# [INSTRUCTION]
Reproduce the data exactly, starting at the very beginning and ending with the line that contains "376], [239, 276]]", and leave the pictures out.

# [DATA LINES]

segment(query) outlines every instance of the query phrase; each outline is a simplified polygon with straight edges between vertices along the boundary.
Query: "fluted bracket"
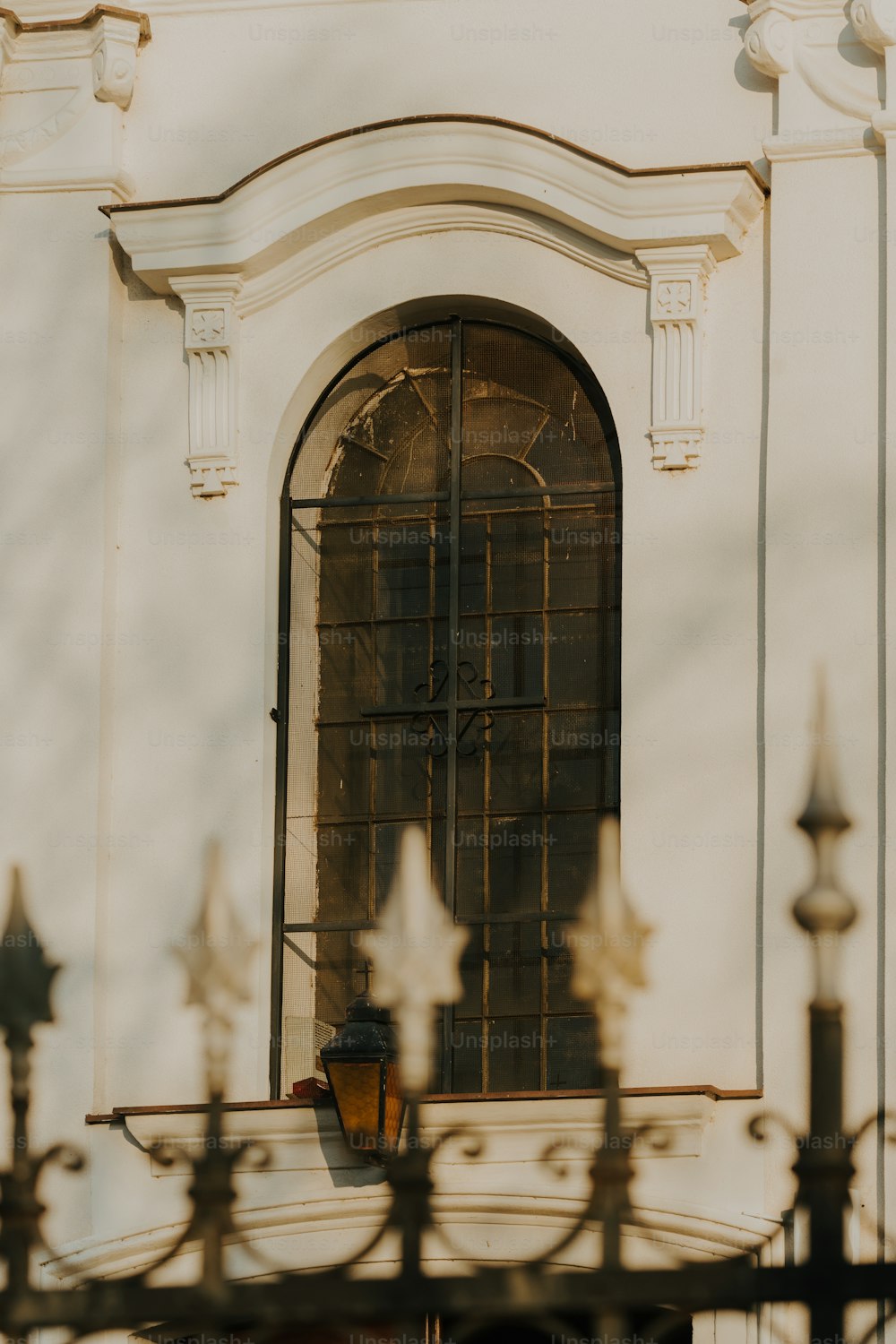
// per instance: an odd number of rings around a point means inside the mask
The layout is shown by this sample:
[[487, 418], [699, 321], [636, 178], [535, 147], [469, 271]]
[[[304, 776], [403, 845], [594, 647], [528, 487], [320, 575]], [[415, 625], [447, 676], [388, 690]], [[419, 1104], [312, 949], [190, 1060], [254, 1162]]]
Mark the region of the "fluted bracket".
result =
[[716, 262], [705, 245], [639, 249], [635, 255], [650, 276], [653, 465], [681, 470], [700, 461], [705, 433], [703, 317]]
[[184, 276], [171, 288], [184, 301], [189, 362], [189, 466], [197, 499], [236, 485], [236, 376], [239, 276]]

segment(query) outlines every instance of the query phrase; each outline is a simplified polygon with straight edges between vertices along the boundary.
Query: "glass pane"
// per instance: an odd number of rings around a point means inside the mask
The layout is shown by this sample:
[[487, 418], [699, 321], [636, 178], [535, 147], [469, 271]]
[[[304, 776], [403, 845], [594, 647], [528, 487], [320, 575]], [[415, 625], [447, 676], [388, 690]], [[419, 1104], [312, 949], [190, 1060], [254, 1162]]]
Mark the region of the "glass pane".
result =
[[602, 806], [603, 766], [619, 750], [619, 734], [610, 731], [609, 718], [592, 710], [548, 715], [549, 806]]
[[454, 1007], [454, 1016], [458, 1021], [474, 1019], [477, 1031], [481, 1028], [482, 1017], [482, 966], [484, 966], [484, 933], [481, 926], [469, 926], [470, 941], [463, 949], [461, 958], [461, 982], [463, 984], [463, 997]]
[[551, 616], [548, 634], [549, 698], [552, 704], [603, 704], [596, 612]]
[[457, 824], [454, 863], [457, 871], [457, 914], [459, 919], [484, 911], [485, 836], [482, 823], [461, 818]]
[[485, 723], [482, 714], [465, 711], [458, 715], [457, 809], [461, 816], [482, 814], [485, 758], [492, 750]]
[[[294, 809], [316, 812], [317, 839], [314, 818], [297, 817], [287, 847], [289, 909], [305, 918], [316, 862], [321, 919], [363, 921], [382, 909], [410, 820], [426, 828], [438, 888], [454, 845], [461, 919], [537, 913], [545, 902], [572, 917], [592, 868], [596, 813], [618, 806], [619, 538], [600, 415], [548, 343], [465, 324], [462, 527], [453, 538], [443, 500], [390, 501], [449, 489], [450, 336], [449, 324], [407, 332], [355, 364], [296, 460], [296, 496], [316, 493], [320, 468], [333, 495], [382, 497], [296, 515], [306, 531], [294, 548], [293, 628], [305, 644], [290, 645], [292, 775], [310, 755], [310, 719], [300, 734], [300, 715], [317, 715], [320, 732], [318, 804], [309, 792]], [[582, 495], [551, 501], [560, 484]], [[451, 650], [453, 578], [462, 620]], [[449, 742], [445, 702], [478, 704], [489, 684], [494, 698], [529, 704], [489, 710], [482, 699], [481, 710], [458, 710]], [[406, 711], [373, 719], [363, 714], [372, 706]], [[588, 1019], [568, 995], [559, 926], [472, 934], [465, 997], [450, 1011], [455, 1090], [586, 1086]], [[304, 937], [312, 956], [318, 935]], [[341, 1021], [364, 982], [356, 942], [320, 935], [322, 1020]], [[298, 992], [289, 989], [293, 1013]]]
[[594, 1017], [548, 1019], [549, 1091], [599, 1087]]
[[314, 1016], [341, 1027], [345, 1009], [364, 988], [365, 961], [356, 933], [317, 933], [314, 954]]
[[541, 511], [493, 517], [492, 610], [540, 610], [544, 605], [544, 571]]
[[488, 833], [489, 910], [513, 914], [541, 909], [545, 839], [540, 813], [492, 818]]
[[427, 519], [376, 528], [376, 616], [429, 616], [433, 543]]
[[339, 461], [333, 468], [329, 495], [363, 496], [379, 493], [383, 458], [372, 450], [372, 435], [364, 433], [364, 426], [355, 430], [353, 438], [347, 430], [339, 444]]
[[485, 519], [461, 521], [461, 613], [485, 612]]
[[500, 616], [492, 621], [492, 688], [496, 698], [544, 700], [547, 637], [541, 613]]
[[367, 817], [369, 810], [371, 727], [318, 728], [317, 814], [321, 821]]
[[541, 1027], [532, 1017], [488, 1020], [489, 1091], [537, 1091], [541, 1086]]
[[373, 844], [376, 845], [376, 859], [373, 870], [376, 874], [376, 914], [382, 914], [395, 874], [398, 872], [399, 847], [404, 825], [377, 825], [373, 827]]
[[594, 870], [598, 818], [591, 812], [555, 813], [548, 835], [548, 910], [572, 915]]
[[368, 523], [328, 524], [320, 531], [318, 621], [369, 621], [373, 534]]
[[548, 526], [551, 606], [598, 606], [602, 569], [615, 560], [615, 521], [584, 509], [553, 509]]
[[[318, 905], [321, 922], [368, 919], [367, 827], [320, 827], [317, 831]], [[297, 915], [296, 922], [305, 922]]]
[[426, 816], [429, 771], [424, 735], [408, 719], [371, 719], [371, 724], [376, 730], [376, 816]]
[[482, 1023], [455, 1023], [451, 1031], [453, 1090], [455, 1093], [482, 1091]]
[[[368, 625], [322, 626], [318, 718], [321, 723], [357, 719], [373, 703], [373, 659]], [[297, 656], [296, 648], [292, 650]]]
[[548, 1012], [580, 1012], [583, 1004], [570, 993], [572, 949], [567, 933], [572, 923], [548, 925]]
[[430, 628], [426, 621], [390, 621], [375, 626], [376, 698], [367, 704], [387, 710], [400, 704], [418, 704], [430, 699]]
[[492, 812], [541, 806], [541, 715], [496, 714], [490, 731]]

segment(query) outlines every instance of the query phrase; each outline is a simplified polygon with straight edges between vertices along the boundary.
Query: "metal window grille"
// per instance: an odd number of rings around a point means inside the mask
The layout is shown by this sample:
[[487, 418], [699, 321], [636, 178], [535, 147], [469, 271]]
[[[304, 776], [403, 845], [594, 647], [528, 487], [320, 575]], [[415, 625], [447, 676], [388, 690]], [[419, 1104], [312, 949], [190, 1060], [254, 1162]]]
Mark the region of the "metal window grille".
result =
[[278, 1021], [343, 1021], [357, 933], [415, 823], [472, 931], [441, 1090], [596, 1086], [564, 929], [595, 816], [619, 804], [621, 489], [599, 388], [505, 327], [403, 332], [324, 399], [286, 516]]

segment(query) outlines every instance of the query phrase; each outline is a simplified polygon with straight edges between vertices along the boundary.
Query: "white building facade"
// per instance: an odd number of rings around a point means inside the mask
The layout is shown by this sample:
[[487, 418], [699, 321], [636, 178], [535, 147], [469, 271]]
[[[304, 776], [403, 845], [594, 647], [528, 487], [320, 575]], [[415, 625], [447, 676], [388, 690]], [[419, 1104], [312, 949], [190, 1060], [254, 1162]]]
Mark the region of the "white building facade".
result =
[[[184, 1110], [203, 1101], [201, 1051], [175, 953], [214, 835], [258, 945], [228, 1090], [257, 1105], [230, 1120], [273, 1153], [242, 1177], [240, 1226], [275, 1263], [322, 1266], [386, 1210], [330, 1110], [270, 1105], [296, 1081], [283, 1064], [271, 1095], [278, 778], [314, 723], [313, 689], [294, 688], [321, 675], [313, 636], [286, 624], [282, 501], [294, 464], [304, 495], [325, 493], [325, 449], [296, 445], [344, 371], [455, 316], [563, 351], [618, 437], [618, 806], [653, 930], [623, 1085], [669, 1134], [638, 1157], [649, 1231], [631, 1262], [790, 1253], [790, 1149], [746, 1125], [763, 1109], [803, 1124], [810, 956], [790, 906], [809, 852], [793, 818], [819, 664], [854, 823], [849, 1118], [891, 1101], [896, 4], [673, 11], [0, 12], [0, 853], [64, 962], [38, 1137], [90, 1157], [89, 1176], [47, 1183], [67, 1257], [48, 1281], [146, 1263], [183, 1220], [183, 1177], [141, 1148], [201, 1124]], [[313, 582], [308, 601], [313, 630]], [[438, 1168], [470, 1259], [528, 1258], [570, 1215], [584, 1163], [559, 1185], [536, 1157], [595, 1105], [433, 1103], [433, 1128], [492, 1138], [485, 1160]], [[852, 1235], [873, 1257], [896, 1172], [873, 1133], [857, 1159]], [[236, 1273], [261, 1271], [240, 1255]], [[695, 1321], [701, 1340], [756, 1329]]]

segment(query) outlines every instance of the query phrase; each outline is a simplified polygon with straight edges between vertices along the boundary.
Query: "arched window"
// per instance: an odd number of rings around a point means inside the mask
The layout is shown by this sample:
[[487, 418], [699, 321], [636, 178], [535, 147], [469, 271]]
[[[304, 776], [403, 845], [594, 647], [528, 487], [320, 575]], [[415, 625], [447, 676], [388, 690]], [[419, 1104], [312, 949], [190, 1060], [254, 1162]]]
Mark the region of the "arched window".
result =
[[596, 816], [619, 804], [621, 489], [600, 390], [502, 325], [402, 332], [312, 417], [285, 519], [275, 1094], [312, 1075], [364, 985], [357, 935], [410, 823], [470, 927], [441, 1090], [595, 1086], [564, 927]]

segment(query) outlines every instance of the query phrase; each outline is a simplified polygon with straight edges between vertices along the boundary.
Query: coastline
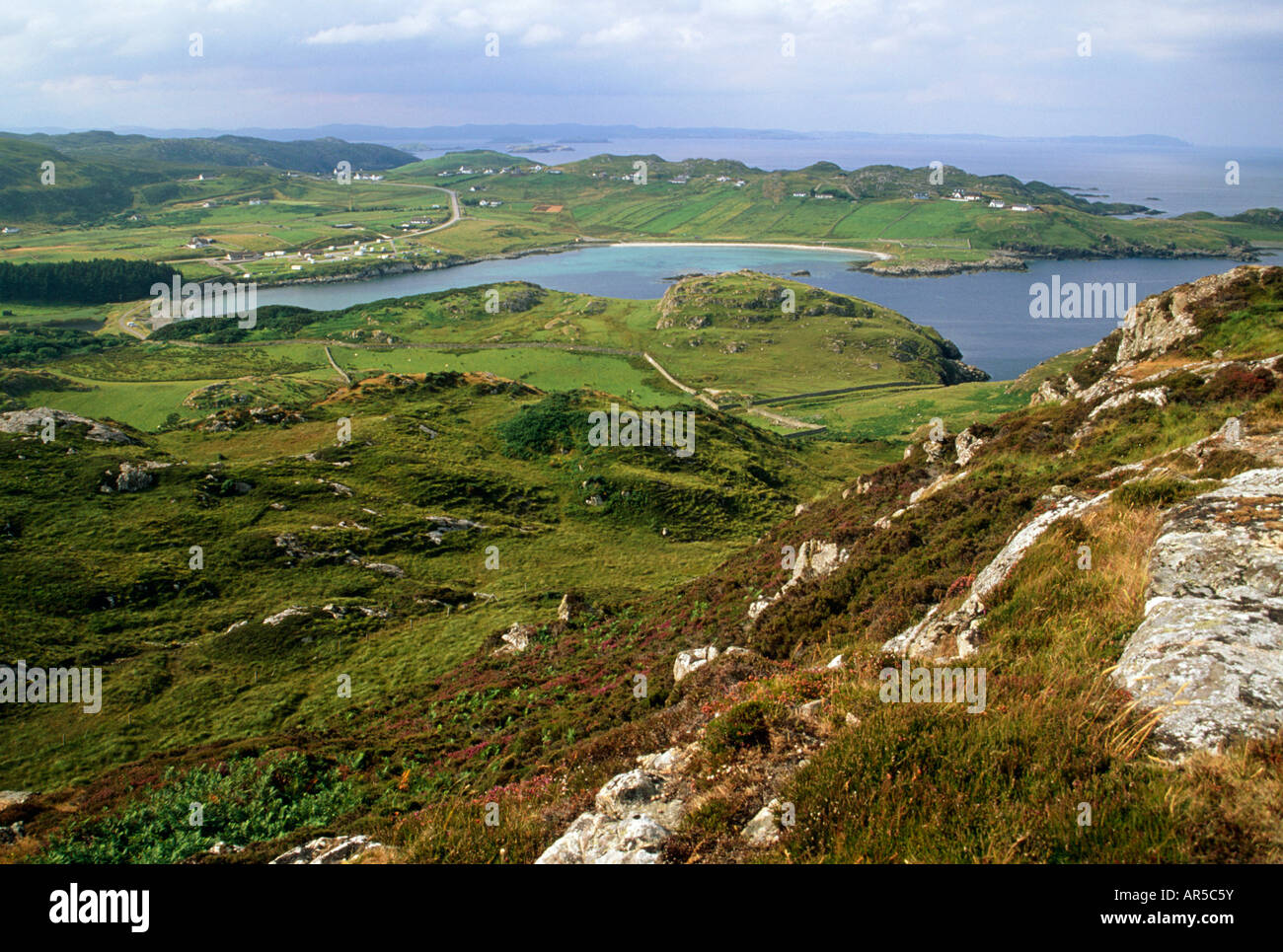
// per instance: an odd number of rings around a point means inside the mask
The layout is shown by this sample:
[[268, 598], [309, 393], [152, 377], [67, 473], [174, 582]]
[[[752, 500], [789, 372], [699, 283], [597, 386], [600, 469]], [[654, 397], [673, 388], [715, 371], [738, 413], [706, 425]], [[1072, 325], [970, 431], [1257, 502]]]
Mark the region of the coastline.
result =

# [SOLUTION TO THE EXERCISE]
segment(query) outlines every instance of the query phrase; each outline is a simplified polygon with straight edges between vertices along the boundary.
Query: "fluted bracket"
// per instance: an odd number of rings around a point means inside the mask
The layout is shown by this sample:
[[487, 418], [699, 321], [636, 178], [535, 147], [469, 271]]
[[[304, 776], [403, 845], [594, 647], [528, 487], [320, 575]], [[415, 625], [447, 676], [388, 690]], [[419, 1104], [312, 949], [190, 1060], [254, 1162]]]
Mark the region of the "fluted bracket".
result =
[[716, 262], [705, 245], [639, 249], [635, 255], [650, 276], [653, 465], [681, 470], [700, 461], [705, 433], [703, 317]]
[[184, 276], [171, 288], [184, 301], [189, 362], [189, 466], [197, 499], [236, 485], [236, 376], [239, 276]]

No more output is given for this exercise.